◆ **Directions**:
**a.** Copy the stretch of the passage on AI voice scams from "Although the technology" through "that earlier fear.", substituting "con artists" for "swindlers".
**b.** Write the next part of the passage on AI voice scams, starting after its final sentence.

◆ **Excerpted passage**:
Beyond the anecdotes, data about AI voice scams are practically nonexistent. Juliana Gruenwald, a spokesperson for the FTC, told me that the agency does not track how often AI or voice cloning is used in scams. Fraud-report statistics for the first three months of this year don’t show an increase in the number of scams involving the impersonation of family and friends. The FBI, which also keeps data on phone scams, did not respond to a request for comment.
Still, there’s clearly genuine risk here. Last month, for a story about the proliferation of such clones on TikTok, I replicated Taylor Swift’s voice using just one minute of audio of her talking in an old interview on YouTube. It took five minutes and cost $1 using the online Instant Voice Cloning tool from ElevenLabs. (The company did not respond to a request for comment about how its software could be used in scams.) All the program needs is a short audio clip of the person speaking: Upload it, and the AI will do the rest. And you don’t have to be a high-profile figure to be vulnerable. It simply takes one public audio clip of you, perhaps pulled from a TikTok or an Instagram post or a YouTube vlog, and anyone can create an AI model of your voice that they can use however they choose. Our extensive digital histories, built over years of life online, can be used against us.
Although the technology feels like it’s lifted from a Philip K. Dick novel, this is, in a sense, a classic American story about the uncertainty of a new frontier. The historian Susan Pearson, who wrote The Birth Certificate: An American History, told me that when more Americans began moving from the countryside to cities in the mid-19th century, the country developed “a real cultural fascination” with swindlers and an “anxiety about being in these new large spaces, where all kinds of strangers are going to interact and you don’t necessarily know who you can trust.” We developed technologies like credit scores, for better or worse, so that we might know who we were doing business with. The expanse of the AI-powered internet is perhaps a corollary to that earlier fear.

◆ **Records shown**:

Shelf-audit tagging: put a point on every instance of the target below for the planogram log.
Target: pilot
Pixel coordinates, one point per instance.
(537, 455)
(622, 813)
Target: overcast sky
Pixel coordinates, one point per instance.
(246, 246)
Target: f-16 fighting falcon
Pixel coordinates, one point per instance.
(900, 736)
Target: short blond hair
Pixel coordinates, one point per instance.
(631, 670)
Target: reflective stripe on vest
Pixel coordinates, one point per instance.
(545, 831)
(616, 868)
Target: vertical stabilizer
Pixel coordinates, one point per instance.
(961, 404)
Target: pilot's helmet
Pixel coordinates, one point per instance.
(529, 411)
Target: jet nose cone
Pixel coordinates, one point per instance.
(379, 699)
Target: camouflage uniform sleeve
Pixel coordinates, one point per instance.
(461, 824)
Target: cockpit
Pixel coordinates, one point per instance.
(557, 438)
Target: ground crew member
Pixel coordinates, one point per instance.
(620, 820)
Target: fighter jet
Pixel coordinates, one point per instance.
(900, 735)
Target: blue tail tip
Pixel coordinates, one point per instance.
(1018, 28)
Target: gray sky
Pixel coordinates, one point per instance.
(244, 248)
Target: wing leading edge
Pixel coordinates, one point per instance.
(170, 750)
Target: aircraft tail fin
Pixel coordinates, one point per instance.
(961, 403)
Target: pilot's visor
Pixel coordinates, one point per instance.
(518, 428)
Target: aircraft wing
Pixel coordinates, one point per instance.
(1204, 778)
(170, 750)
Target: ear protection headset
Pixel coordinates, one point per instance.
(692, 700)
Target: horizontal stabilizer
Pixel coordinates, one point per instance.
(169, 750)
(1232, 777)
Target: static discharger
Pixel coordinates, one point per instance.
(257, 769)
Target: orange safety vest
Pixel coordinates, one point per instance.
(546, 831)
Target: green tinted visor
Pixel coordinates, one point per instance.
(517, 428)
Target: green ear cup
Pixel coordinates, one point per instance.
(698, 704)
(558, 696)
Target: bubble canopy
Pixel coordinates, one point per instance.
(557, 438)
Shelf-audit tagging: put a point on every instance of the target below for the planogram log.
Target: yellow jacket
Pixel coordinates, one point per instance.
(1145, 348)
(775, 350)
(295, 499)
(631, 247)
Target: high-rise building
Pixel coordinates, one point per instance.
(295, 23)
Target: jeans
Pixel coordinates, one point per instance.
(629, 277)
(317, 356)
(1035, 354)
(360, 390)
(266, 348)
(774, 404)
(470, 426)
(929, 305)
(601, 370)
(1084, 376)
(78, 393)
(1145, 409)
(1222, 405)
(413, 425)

◆ **List of answers**:
**a.**
Although the technology feels like it’s lifted from a Philip K. Dick novel, this is, in a sense, a classic American story about the uncertainty of a new frontier. The historian Susan Pearson, who wrote The Birth Certificate: An American History, told me that when more Americans began moving from the countryside to cities in the mid-19th century, the country developed “a real cultural fascination” with con artists and an “anxiety about being in these new large spaces, where all kinds of strangers are going to interact and you don’t necessarily know who you can trust.” We developed technologies like credit scores, for better or worse, so that we might know who we were doing business with. The expanse of the AI-powered internet is perhaps a corollary to that earlier fear.

**b.**
We’re in a period of change, trying to figure out the benefits and costs of these tools. “I think this is one of those cases where we built it because we could and/or because we can make money from it,” Farid said. “And maybe nobody stopped to think whether they should be doing it.” There are some legitimate use cases for voice cloning: It could empower a person who has become impaired or lost their ability to use their own voice, for instance. In 2021, AI helped the actor Val Kilmer use his voice when he lost his natural ability to speak as a result of throat cancer. But the beneficial uses don’t necessarily require unregulated, free-for-all access, Farid pointed out.
Many critics of AI have said we should slow down and think a little more about what the technology might unleash if left alone. Voice cloning seems like an area in which we really ought to do so. Perhaps humans will evolve alongside AI and create new verification technologies that help us restore trust, but fundamentally, once we start doubting that the person on the other end of the line is really the person we want it to be, we’ve entered an entirely new world. Maybe we’re already there.